>> BEGIN Supplied information

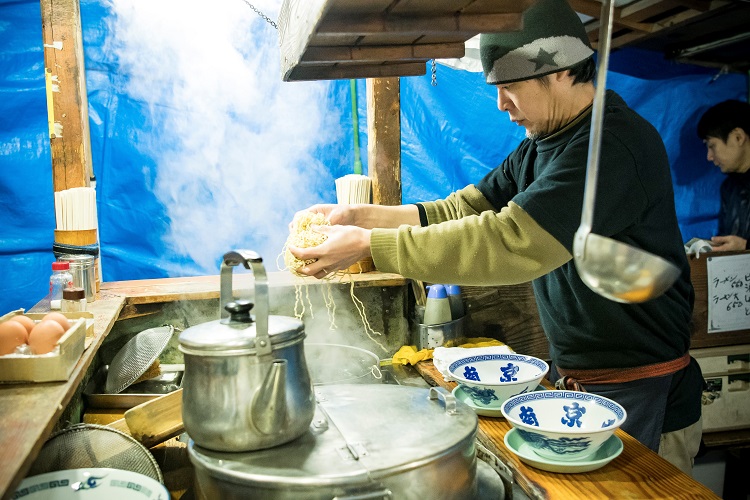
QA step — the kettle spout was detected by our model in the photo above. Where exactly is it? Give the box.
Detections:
[250,359,287,435]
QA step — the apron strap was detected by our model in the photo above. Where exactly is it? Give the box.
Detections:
[555,353,690,392]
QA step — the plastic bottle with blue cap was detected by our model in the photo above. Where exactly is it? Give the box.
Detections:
[423,285,451,325]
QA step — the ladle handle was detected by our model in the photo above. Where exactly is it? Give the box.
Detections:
[219,250,271,357]
[578,0,615,234]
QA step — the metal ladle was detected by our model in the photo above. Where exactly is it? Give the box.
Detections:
[573,0,680,303]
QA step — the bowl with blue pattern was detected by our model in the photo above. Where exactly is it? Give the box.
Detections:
[501,391,628,462]
[448,354,549,410]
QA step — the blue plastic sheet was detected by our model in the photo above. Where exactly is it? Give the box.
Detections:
[0,0,747,314]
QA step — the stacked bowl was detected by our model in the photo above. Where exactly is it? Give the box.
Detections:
[448,354,549,410]
[501,391,627,464]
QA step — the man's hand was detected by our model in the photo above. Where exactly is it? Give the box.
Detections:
[289,226,371,279]
[711,235,747,252]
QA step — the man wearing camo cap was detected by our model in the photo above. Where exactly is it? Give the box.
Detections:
[290,0,703,473]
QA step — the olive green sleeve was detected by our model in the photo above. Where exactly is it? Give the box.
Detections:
[370,186,572,285]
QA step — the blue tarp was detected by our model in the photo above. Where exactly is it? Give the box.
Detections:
[0,0,748,314]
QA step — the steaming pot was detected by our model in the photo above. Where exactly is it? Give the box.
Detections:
[188,384,482,500]
[179,250,315,452]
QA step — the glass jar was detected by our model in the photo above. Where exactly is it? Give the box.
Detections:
[49,262,73,309]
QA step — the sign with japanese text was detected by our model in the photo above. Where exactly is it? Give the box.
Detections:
[706,254,750,333]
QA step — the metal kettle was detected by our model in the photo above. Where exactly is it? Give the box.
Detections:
[179,250,315,452]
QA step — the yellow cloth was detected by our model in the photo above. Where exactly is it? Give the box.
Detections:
[391,337,505,365]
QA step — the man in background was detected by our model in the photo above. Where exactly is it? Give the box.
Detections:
[697,100,750,252]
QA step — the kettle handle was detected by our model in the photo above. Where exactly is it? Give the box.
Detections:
[219,250,271,357]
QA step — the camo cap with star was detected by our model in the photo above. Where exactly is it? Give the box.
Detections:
[479,0,594,85]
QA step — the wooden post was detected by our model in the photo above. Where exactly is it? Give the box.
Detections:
[367,77,401,205]
[41,0,93,192]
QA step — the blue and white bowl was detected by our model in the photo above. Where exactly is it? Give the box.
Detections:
[501,391,627,462]
[13,467,169,500]
[448,354,549,409]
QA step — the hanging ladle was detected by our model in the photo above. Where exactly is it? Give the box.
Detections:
[573,0,680,303]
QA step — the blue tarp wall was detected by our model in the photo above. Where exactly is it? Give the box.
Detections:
[0,0,748,314]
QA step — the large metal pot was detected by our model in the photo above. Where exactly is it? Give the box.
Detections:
[179,250,315,452]
[188,384,477,500]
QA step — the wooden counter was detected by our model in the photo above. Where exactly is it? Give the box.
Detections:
[416,360,718,499]
[0,273,716,499]
[0,291,125,498]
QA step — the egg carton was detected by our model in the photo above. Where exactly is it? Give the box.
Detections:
[0,310,87,383]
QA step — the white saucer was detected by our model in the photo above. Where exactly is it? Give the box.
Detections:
[505,428,623,474]
[451,385,547,417]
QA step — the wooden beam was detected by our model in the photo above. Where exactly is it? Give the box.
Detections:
[317,13,523,39]
[41,0,93,191]
[301,43,466,64]
[367,78,401,205]
[283,60,427,82]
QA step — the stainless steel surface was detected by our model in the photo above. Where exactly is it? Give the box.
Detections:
[179,250,315,452]
[573,0,680,303]
[83,365,185,409]
[188,384,477,500]
[104,325,174,394]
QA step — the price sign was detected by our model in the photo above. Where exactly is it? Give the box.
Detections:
[706,254,750,333]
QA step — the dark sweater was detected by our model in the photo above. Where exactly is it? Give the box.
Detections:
[477,91,702,432]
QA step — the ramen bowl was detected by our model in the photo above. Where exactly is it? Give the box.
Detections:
[501,391,627,462]
[448,354,549,409]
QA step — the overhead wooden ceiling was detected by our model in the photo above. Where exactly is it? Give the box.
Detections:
[279,0,535,81]
[568,0,750,72]
[279,0,750,81]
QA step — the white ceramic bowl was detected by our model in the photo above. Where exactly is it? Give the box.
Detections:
[448,354,549,409]
[13,468,169,500]
[501,391,627,461]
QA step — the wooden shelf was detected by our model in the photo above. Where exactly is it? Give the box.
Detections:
[279,0,535,81]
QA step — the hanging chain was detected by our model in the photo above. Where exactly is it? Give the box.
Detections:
[242,0,279,29]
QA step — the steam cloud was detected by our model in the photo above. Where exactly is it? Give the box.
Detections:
[107,0,341,274]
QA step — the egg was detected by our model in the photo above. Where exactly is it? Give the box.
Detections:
[28,319,65,354]
[9,314,36,333]
[0,321,29,356]
[42,313,70,332]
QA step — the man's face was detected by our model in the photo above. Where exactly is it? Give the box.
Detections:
[496,79,556,139]
[703,132,742,174]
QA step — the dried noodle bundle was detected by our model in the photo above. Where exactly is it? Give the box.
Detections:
[284,212,331,276]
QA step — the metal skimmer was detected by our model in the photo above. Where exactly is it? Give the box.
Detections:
[29,424,164,483]
[104,325,174,394]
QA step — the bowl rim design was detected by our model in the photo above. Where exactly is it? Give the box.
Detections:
[448,353,549,387]
[500,390,628,435]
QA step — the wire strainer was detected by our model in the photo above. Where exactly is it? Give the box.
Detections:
[29,424,164,483]
[104,325,174,394]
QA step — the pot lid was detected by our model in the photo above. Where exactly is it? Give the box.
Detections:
[188,384,477,486]
[179,300,305,353]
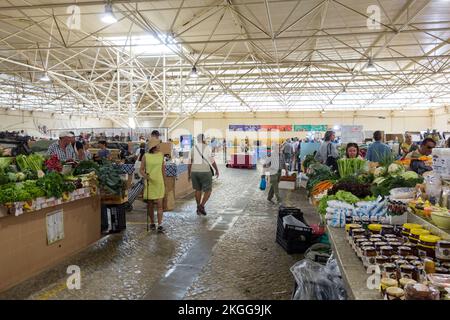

>> END Supplied information

- [What is expected]:
Could you set down every item above again, word for word, with the pictures left out?

- [Result for this exercise]:
QA step — the kettle spout was detected by our model in the photo above. Where exactly is it? Give the box.
Detections:
[250,359,287,435]
QA step — the apron strap was detected by our model in the photo above. Where exactly is it? Give the box.
Detections:
[555,353,690,392]
QA step — the plastic bottle with blue cap was detected by our model in the photo above. Where exactly is it? Give the box.
Detections:
[423,285,451,325]
QA step — the ladle handle was detected by our model in the photo above. Where exactly is it? Give the box.
Detections:
[219,250,271,357]
[578,0,615,234]
QA step — the metal ladle was detected by our model in the photo above. Where exactly is it? Give the box.
Detections:
[573,0,680,303]
QA step — the bowl with blue pattern was detected by our model in the photo above. Where exactly is it? Give the box.
Detections:
[501,391,628,462]
[448,354,549,410]
QA step — the blue plastic sheet was detected by our model in the photo above. Where exactly is it? Give the box.
Detections:
[0,0,747,314]
QA step — the stacked bowl was detected by our model in the photo above. Where exactly is it? Give the box.
Detections:
[448,354,549,410]
[501,391,627,464]
QA step — the man's hand was detected by our model in the photo above. Where exactly is it? Give the box.
Detections:
[289,226,371,279]
[711,235,747,252]
QA step — the man wearing camo cap was detected by our model in the photo above. Where exactly is it? Give the box.
Detections:
[290,0,703,473]
QA step — the olive green sleeve was detected by our model in the photo above. Where exactly is it? Give the box.
Detections:
[370,186,572,285]
QA step — the blue tarp was detected by our model in the photo above. Where exactly is it? Give the box.
Detections:
[0,0,748,314]
QA step — the steaming pot was detected by our model in the photo above. Where exactly is it? Give the box.
Detections:
[188,384,482,500]
[179,250,315,452]
QA step — the glass jar was detected by our model in the photo above. Where exactly is it? Give the box.
Detections:
[49,262,73,309]
QA step — the sign with japanese text was detected by our model in the photo above. Where exactly is it? Give the box.
Detections:
[706,254,750,333]
QA step — the metal kettle was detected by our model in the photo above. Where exactly is it? Give the box.
Detections:
[179,250,315,452]
QA step — the yellow cloth was detected by our model in the photo above. Where exactly is it? Give the box.
Detections:
[391,337,505,365]
QA step — the man in background was detected by our model in the photo above. Where exactly is it? Give the box.
Detections:
[697,100,750,252]
QA step — the kettle handle was detected by our model in the photo above. Where exactly is it? Give the box.
Detections:
[219,250,271,357]
QA step — the camo cap with star was detected by our model in the photo above. Where exactly is it? Give the box.
Detections:
[479,0,594,85]
QA step — the wooden post was detected by our model in the photo above. Where exactly is it? Give the box.
Detections:
[367,77,401,205]
[41,0,93,192]
QA step — the blue and white bowl was detected by our model in the photo above. Where exactly is it? Give the box.
Detections:
[501,391,627,462]
[13,467,169,500]
[448,354,549,409]
QA step — the hanging ladle was detected by our model in the photo above. Where exactly is it? Give the box.
Detections:
[573,0,680,303]
QA step — the blue tarp wall was detected by our model in the photo above. Where exactly is it? Give the box.
Detections:
[0,0,748,314]
QA step — the large metal pot was detected by our model in the photo above. Where exactly is it? Give the box.
Detections:
[179,250,315,452]
[188,384,477,500]
QA step — the wooden counter was detected by our model in the photo above. Where exactly is it? Give the box.
Detections:
[416,360,718,499]
[0,273,716,499]
[0,291,125,498]
QA step — the egg carton was detected by our model in the photo above. Where exactly is it? Give the box.
Detections:
[0,310,87,383]
QA step — the white saucer was detected by our model in the photo above. Where exactly is it? Give the box.
Detections:
[505,428,623,474]
[451,385,547,417]
QA step — the wooden beam was detected by our model in the photo above. Where exactly is it? Give the box.
Detections:
[317,13,523,39]
[41,0,93,191]
[301,43,466,64]
[367,78,401,205]
[283,60,427,82]
QA step — the stainless steel surface was detected by our model in the photo above. Where exactly is it? Give the box.
Detections:
[179,250,315,452]
[573,0,680,303]
[83,365,185,409]
[188,384,477,500]
[104,325,174,394]
QA step — the price sign was detected by our model in the photo above. Where exactly is it? Give the box.
Detections:
[706,254,750,333]
QA step — the dark sweater was detected by our model in the photo above. Where exactly is it? Give the box.
Detections:
[477,91,702,432]
QA step — the ramen bowl was detected by our model in the photo above. Where exactly is it? Give the box.
Detections:
[501,391,627,462]
[448,354,549,409]
QA step — the overhead wooden ceiling was detected by our model in the photo above. Where exactly is it? Give the box.
Detections:
[279,0,535,81]
[568,0,750,72]
[279,0,750,81]
QA step — the white ceramic bowl was detected by our model in the photo above. Where exactly is it? Give the box.
Detections:
[448,354,549,409]
[13,468,169,500]
[501,391,627,461]
QA step — the wooden shelf was detected by our model in the photo above. Where exactly is it? Give the box.
Detections:
[279,0,535,81]
QA step — the hanging chain was detected by our model in the photo above. Where exactly is it? Give the box.
Detections:
[242,0,279,29]
QA step — the steam cloud was detected by our model in the photo above. Where exactly is it? Give the box.
Detections:
[107,0,341,274]
QA step — the egg was detected by our model in the photo above. Where exactly is it? Give the box.
Detections:
[28,319,65,354]
[9,314,36,333]
[0,321,29,356]
[42,313,70,332]
QA step — the man's face was detected by our model in the photo above. Where exactly is it? Give the box.
Detections:
[496,79,556,139]
[703,132,742,174]
QA step — the dried noodle bundle was detected by our model in the photo above. Where exactly is it? Give the box.
Detections:
[284,212,331,276]
QA step — the metal skimmer was detected by our model in the photo above. Where exactly is it? Give the box.
Detections:
[29,424,164,483]
[104,325,174,394]
QA step — the bowl rim design was detected by our model in the photo above. Where exactly is it? Give the box.
Detections:
[448,353,549,387]
[500,390,628,435]
QA step — the wire strainer was detected by our model in the photo above. Where exactly is it? Give the box.
Detections:
[29,424,164,483]
[104,325,174,394]
QA step — the pot lid was detected by our model in the photo above. Where exactly is it? Give the box.
Detections:
[188,384,477,486]
[179,300,305,353]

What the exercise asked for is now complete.